▸ INSTRUCTIONS FOR THE TASK: Continue the passage below on the Modi government's handling of the farmers' protests, starting right after its final sentence.

Many of these elements are present in the Modi government’s strategy to stonewall the protests of farmers. As they wended their way from Punjab, on tractors and trucks and buses, to Delhi, barricades were erected and roads dug up to prevent them from reaching Delhi. They were sprayed with water cannons, even beaten at places. Nevertheless, the protestors broke through. Their aim was to reach Ramlila Ground or Jantar Mantar, to communicate to the Capital’s residents their worries over the farm laws. No, go to Burari, said the administration. The farmers interpreted the administration’s order as an attempt to invisibilise their protest, precisely the point the protestors at Shaheen Bagh would cite to those who counselled them to shift from the Delhi-Noida link road. 

As the farmers journeyed and reached Delhi, BJP leaders, including Haryana Chief Minister Manohar Lal Khattar, took to demonising them as Khalistani supporters and Naxalites. Fake photos and videos were floated to show protestors chanting pro-Khalistan, pro-Pakistan and anti-Modi slogans. OpIndia, a right-wing portal, carried a piece under the headline, “Will not say Jai Hind, will teach lesson to Modi like we taught Indira.” Their endeavour was to portray the protestors as anti-national in the hope of stoking the national sentiment against them.

Yet, at this point, the BJP decided to open negotiations with the farmers, without laying down any conditions. It is not hard to imagine why. Realising that the farmers joining those camped outside Delhi were not only Sikh, but also Hindu, the BJP presumably recognised the implausibility of convincing the nation that the protestors are anti-national or dancing to the Opposition’s tune. This is more so as the farmers’ protest has had an echo in pockets of north India’s agricultural belt, which the BJP had swept in the 2019 national election.

Limits of Hindutva

It can be said that the BJP’s weapon of Hindutva failed to split social groups tied by economic interests. Indeed, for once over the last six years, the politics of interest seems to have subordinated the politics of identity. Instead of exposing the limitation of Hindutva, the Modi government thought it prudent to open negotiations with the farmers.

[Records from a data source]

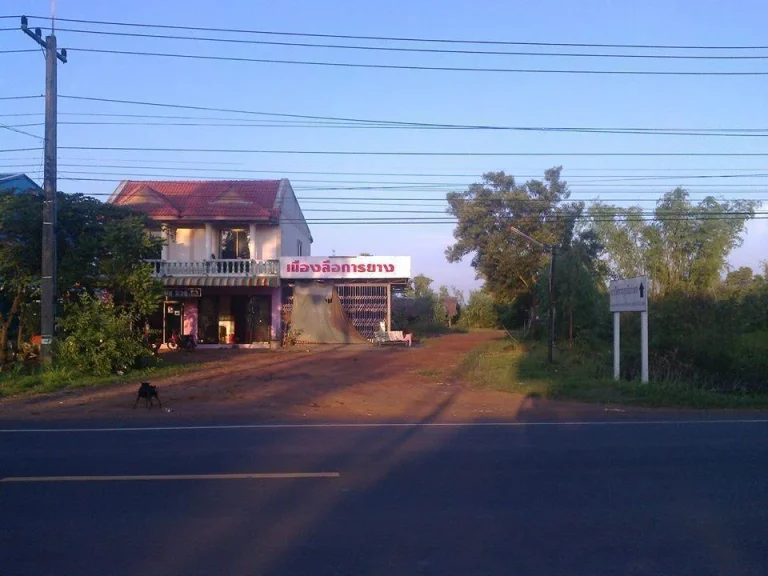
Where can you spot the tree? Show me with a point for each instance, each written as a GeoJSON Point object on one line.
{"type": "Point", "coordinates": [739, 282]}
{"type": "Point", "coordinates": [509, 263]}
{"type": "Point", "coordinates": [686, 246]}
{"type": "Point", "coordinates": [101, 247]}
{"type": "Point", "coordinates": [421, 287]}
{"type": "Point", "coordinates": [20, 257]}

▸ EXERCISE ANSWER:
It is also not easy to demonise Sikhs, despite Punjab being rocked by a militant secessionist for a decade. Hindutva has not imagined the Hindu-Sikh relationship as one of conflict, as it has the Hindu-Muslim relationship. It has often portrayed the Sikhs as the fighting arm of the Hindus; its definition of who is Indian includes Sikhs, as India is both their holy land and fatherland. A muscular approach to the problems of Punjab’s peasantry could turn the State restive and pose a national security problem. Punjab is at the border with Pakistan. Through Punjab also passes the most accessible route to Kashmir, which remains alienated from India. A restless Punjab and a disaffected Kashmir could just be too hot a problem for any regime to handle, especially with China looming over Ladakh. A troubled Punjab could also turn its social relations fraught, with Hindus constituting 38 percent of the State’s population.

Yet, at the same time, it seems inconceivable that the Modi government will withdraw the three farms laws, as it prefers to persist with a mistake than rectify it. As of now, it is hard to tell whether the Modi government’s decision to open negotiations with the farmers is merely a PR exercise, designed to persuade the non-farming public that it is willing to listen to dissenters, or a genuine attempt to redress the fears and grievances of the farmers. It can only be hoped that it is the latter, for the BJP will have by now understood that suppressing the protest of Sikhs and farmers is nowhere as simple as it was to stamp out the disquiet of Muslims on the CAA.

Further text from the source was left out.